THE 1908 SEASON: RICHARD STRAUSS EN FRANÇAIS
Hammerstein, well aware of the power struggle between the Met’s co-directors in 1908, Giulio Gatti-Casazza, and Andreas Dippel, decided to extend the battlefield to nearby Philadelphia. The Met had been performing on a regular basis for years in Philadelphia’s venerable and beautiful (and today still functioning) Academy of Music. Undaunted, Hammerstein built his own opera house, where he presented Maria Labia and Charles Dalmorès in Carmen, in competition with the Met’s La Bohème with Caruso, and Marcella Sembrich at the Academy of Music.
Manhattan Opera House -Internal View, 1906
Nor did Hammerstein neglect his New York audiences. Massenet had been prevailed upon to revise Le Jongleur de Notre Dame so that Mary Garden might exhibit her talent en travesti, and in a “sacred” role. But La Garden also had a duty to those fans who preferred her more usual “profane” mode. Since the Met was too prudish to present Richard Strauss’s Salome, that left the way open to Hammerstein to stage it for Garden. Here, as in Thaïs, the beautiful diva welcomed the opportunity to show off her charms with as little encumbrance of costume as possible. Of her striptease, Tribune reviewer Henry Krehbiel commented, “To have thrown off any more in emulation of Ishtar she would have been all but obliged to doff her cuticle.” Since Garden did not sing in German, Strauss’s opera was presented in French, with the claim that, after all, Oscar Wilde had written his play in French.

## Aim 1:
According to the passage on the 1908 season, in what language was Strauss's Salome presented for Mary Garden?
## Aim 2:
Using the passage on the 1908 season, state whether each statement agrees with it: (a) The Met had been performing regularly at Philadelphia's Academy of Music. (b) The Met presented Salome with Mary Garden. (c) Henry Krehbiel was a reviewer for the Tribune.

## Items:

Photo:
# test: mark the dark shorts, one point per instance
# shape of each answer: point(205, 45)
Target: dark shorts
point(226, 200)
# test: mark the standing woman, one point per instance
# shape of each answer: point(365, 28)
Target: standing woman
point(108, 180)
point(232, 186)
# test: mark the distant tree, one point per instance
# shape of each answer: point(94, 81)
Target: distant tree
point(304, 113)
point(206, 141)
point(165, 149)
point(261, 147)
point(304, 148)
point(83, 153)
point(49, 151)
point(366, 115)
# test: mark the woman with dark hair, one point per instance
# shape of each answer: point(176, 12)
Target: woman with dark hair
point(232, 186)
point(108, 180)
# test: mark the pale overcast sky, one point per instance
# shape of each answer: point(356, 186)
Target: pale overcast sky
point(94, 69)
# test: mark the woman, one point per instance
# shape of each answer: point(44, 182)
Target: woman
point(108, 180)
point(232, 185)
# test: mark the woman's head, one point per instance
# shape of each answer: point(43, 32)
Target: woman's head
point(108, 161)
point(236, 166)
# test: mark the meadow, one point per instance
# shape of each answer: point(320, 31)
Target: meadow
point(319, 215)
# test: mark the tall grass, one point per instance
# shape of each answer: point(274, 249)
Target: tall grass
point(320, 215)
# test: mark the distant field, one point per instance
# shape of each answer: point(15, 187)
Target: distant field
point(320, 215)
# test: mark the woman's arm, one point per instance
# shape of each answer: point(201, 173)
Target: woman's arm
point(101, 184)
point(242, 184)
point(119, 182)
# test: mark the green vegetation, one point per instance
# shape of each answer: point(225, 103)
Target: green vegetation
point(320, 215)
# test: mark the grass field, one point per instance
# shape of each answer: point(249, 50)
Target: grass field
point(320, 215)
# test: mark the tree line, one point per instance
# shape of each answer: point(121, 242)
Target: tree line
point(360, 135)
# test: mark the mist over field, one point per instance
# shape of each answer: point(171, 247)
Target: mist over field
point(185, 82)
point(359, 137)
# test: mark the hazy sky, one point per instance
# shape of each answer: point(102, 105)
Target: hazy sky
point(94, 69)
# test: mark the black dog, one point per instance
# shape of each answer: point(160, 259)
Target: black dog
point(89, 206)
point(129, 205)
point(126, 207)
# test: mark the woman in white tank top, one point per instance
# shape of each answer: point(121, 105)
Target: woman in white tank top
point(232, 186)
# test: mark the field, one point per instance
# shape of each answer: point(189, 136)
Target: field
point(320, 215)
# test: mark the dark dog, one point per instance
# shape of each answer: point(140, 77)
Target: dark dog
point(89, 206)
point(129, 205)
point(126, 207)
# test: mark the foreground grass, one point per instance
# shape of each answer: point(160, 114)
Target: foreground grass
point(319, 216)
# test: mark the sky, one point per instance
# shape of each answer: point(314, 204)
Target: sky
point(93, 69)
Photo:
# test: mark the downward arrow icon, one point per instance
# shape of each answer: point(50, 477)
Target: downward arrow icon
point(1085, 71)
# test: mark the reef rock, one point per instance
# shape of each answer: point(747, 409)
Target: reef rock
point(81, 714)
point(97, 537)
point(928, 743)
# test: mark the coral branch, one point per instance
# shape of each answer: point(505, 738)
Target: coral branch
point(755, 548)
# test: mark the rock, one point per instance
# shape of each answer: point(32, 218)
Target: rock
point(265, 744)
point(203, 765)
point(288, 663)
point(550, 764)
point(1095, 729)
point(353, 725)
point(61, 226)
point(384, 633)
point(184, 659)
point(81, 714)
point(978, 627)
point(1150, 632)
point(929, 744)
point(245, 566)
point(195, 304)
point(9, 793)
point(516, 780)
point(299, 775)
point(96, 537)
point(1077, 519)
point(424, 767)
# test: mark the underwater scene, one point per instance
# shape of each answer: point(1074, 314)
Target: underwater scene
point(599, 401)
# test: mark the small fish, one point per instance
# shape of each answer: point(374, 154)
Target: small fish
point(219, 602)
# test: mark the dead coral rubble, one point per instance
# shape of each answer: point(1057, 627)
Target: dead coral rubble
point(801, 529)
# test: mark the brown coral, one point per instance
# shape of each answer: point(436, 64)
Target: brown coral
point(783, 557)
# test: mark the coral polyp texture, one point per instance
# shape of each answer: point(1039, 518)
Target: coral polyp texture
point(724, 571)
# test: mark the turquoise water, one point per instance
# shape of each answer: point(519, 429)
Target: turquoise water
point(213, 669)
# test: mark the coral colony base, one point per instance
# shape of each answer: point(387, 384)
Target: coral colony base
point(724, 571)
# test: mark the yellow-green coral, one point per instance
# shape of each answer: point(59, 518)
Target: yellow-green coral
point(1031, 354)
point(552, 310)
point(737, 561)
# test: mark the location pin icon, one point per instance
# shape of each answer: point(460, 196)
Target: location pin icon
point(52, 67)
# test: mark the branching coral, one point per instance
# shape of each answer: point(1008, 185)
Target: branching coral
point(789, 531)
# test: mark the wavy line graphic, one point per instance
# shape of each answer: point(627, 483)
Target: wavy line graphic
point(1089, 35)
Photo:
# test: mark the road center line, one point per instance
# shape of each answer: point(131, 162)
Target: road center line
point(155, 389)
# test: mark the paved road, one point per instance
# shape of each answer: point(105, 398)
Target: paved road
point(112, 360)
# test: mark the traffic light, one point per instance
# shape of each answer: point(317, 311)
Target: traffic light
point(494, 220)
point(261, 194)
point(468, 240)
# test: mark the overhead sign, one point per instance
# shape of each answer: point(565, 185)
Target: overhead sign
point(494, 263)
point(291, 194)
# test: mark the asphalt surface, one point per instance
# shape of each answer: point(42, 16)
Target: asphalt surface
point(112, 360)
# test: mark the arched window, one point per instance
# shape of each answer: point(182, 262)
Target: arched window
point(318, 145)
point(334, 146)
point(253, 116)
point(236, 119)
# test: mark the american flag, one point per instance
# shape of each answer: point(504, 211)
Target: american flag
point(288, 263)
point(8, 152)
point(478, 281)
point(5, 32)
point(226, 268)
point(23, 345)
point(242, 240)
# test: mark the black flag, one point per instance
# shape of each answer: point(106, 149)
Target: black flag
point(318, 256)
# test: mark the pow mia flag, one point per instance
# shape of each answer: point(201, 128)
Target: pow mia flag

## Written solution 1:
In French.

## Written solution 2:
(a) Yes: "The Met had been performing on a regular basis for years in Philadelphia’s venerable and beautiful (and today still functioning) Academy of Music."
(b) No: "Since the Met was too prudish to present Richard Strauss’s Salome, that left the way open to Hammerstein to stage it for Garden."
(c) Yes: "Tribune reviewer Henry Krehbiel"